● EXTRAIT DU TEXTE
Sur le Livre 8. De la corruption des principes des trois gouvernemens.

Aucun livre de l'Esprit des Lois ne prouve mieux que celui-ci combien est vicieuse la classification des gouvernemens qu'a adoptée Montesquieu, et combien nuit à la profondeur et à l'étendue de ses idées l'usage qu'il a fait de cette classification systématique, en adaptant exclusivement à chacun de ces gouvernemens un sentiment qui se trouve plus ou moins dans tous, dont il fait le principe unique de chacun d'eux, et dont il tire, pour ainsi dire par force, la raison de tout ce qu'ils font et de tout ce qui leur arrive.

En effet, dans ce livre huitième, la première chose dont on est frappé, c'est qu'en n'annonçant que trois espèces de gouvernemens, il commence par en distinguer quatre, qui sont en effet très-différens, et il finit par en réunir deux sous le nom de républicain,

qui n'ont réellement nulle ressemblance sous le rapport dont il est question, celui de l'étendue du territoire.

● DÉTAILS DU PROBLÈME
Citez mot pour mot, dans le texte sur le livre huitième de l'Esprit des Lois, tout ce qui va de « Aucun livre de » jusqu'à « qui leur arrive. ».

● MATÉRIEL PRÉSENTÉ
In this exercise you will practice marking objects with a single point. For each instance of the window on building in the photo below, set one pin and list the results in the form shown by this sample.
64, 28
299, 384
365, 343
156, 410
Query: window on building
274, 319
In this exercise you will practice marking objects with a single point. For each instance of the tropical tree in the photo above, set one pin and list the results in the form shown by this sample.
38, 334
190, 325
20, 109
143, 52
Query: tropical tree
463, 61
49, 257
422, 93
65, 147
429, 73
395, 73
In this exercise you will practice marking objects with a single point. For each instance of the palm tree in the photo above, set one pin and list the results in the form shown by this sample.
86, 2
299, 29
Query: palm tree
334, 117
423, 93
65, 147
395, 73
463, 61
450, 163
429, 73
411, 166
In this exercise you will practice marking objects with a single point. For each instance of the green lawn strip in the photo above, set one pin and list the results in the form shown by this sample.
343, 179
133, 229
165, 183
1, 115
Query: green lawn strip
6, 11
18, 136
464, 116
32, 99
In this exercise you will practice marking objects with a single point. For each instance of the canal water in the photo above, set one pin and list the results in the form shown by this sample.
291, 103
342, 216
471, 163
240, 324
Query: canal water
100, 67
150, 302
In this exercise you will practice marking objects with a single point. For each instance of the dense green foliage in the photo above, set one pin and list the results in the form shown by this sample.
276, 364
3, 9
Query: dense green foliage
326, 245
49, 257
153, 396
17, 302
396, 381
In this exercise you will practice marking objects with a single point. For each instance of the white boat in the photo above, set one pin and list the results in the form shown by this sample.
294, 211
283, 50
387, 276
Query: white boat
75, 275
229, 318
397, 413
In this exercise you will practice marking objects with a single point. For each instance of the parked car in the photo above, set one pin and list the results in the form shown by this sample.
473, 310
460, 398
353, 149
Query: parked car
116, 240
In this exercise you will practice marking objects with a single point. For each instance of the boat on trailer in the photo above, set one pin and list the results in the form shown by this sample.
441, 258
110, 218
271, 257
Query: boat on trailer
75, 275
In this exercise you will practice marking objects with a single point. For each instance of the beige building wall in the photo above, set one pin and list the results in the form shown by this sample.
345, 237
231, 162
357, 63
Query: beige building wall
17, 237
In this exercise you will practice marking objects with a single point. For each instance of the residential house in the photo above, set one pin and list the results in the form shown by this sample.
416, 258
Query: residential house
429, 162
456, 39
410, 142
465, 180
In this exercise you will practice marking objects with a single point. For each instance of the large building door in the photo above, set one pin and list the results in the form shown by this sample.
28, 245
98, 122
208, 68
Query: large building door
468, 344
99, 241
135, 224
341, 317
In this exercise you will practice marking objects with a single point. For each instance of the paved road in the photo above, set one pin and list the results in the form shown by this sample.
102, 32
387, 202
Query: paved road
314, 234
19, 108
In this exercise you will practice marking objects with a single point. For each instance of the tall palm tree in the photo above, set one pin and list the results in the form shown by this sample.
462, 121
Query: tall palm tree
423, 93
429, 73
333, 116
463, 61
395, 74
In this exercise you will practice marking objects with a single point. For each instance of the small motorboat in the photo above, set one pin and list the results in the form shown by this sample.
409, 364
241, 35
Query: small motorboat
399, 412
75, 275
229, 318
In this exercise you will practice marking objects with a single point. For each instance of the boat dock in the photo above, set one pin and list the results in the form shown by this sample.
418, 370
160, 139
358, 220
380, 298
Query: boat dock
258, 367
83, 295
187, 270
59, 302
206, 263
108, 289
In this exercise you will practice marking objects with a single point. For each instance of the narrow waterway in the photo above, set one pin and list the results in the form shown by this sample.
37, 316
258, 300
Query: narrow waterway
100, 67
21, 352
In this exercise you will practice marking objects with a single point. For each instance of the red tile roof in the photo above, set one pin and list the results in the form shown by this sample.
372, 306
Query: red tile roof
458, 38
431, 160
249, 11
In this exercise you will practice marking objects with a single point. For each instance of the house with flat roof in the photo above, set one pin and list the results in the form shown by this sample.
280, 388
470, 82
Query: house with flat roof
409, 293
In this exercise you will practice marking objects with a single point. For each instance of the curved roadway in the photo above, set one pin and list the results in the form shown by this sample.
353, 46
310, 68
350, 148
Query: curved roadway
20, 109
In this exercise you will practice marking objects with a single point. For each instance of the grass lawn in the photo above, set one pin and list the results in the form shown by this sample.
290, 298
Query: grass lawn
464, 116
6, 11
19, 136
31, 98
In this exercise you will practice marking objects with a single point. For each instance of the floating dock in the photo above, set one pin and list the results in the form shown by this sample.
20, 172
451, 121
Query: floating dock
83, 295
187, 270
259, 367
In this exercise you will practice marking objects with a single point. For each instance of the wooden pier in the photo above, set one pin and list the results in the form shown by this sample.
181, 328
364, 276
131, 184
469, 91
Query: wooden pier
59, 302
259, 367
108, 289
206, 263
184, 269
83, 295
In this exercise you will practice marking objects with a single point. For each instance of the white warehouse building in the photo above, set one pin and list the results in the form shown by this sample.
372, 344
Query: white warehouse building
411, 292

● BONNE RÉPONSE
Aucun livre de l'Esprit des Lois ne prouve mieux que celui-ci combien est vicieuse la classification des gouvernemens qu'a adoptée Montesquieu, et combien nuit à la profondeur et à l'étendue de ses idées l'usage qu'il a fait de cette classification systématique, en adaptant exclusivement à chacun de ces gouvernemens un sentiment qui se trouve plus ou moins dans tous, dont il fait le principe unique de chacun d'eux, et dont il tire, pour ainsi dire par force, la raison de tout ce qu'ils font et de tout ce qui leur arrive.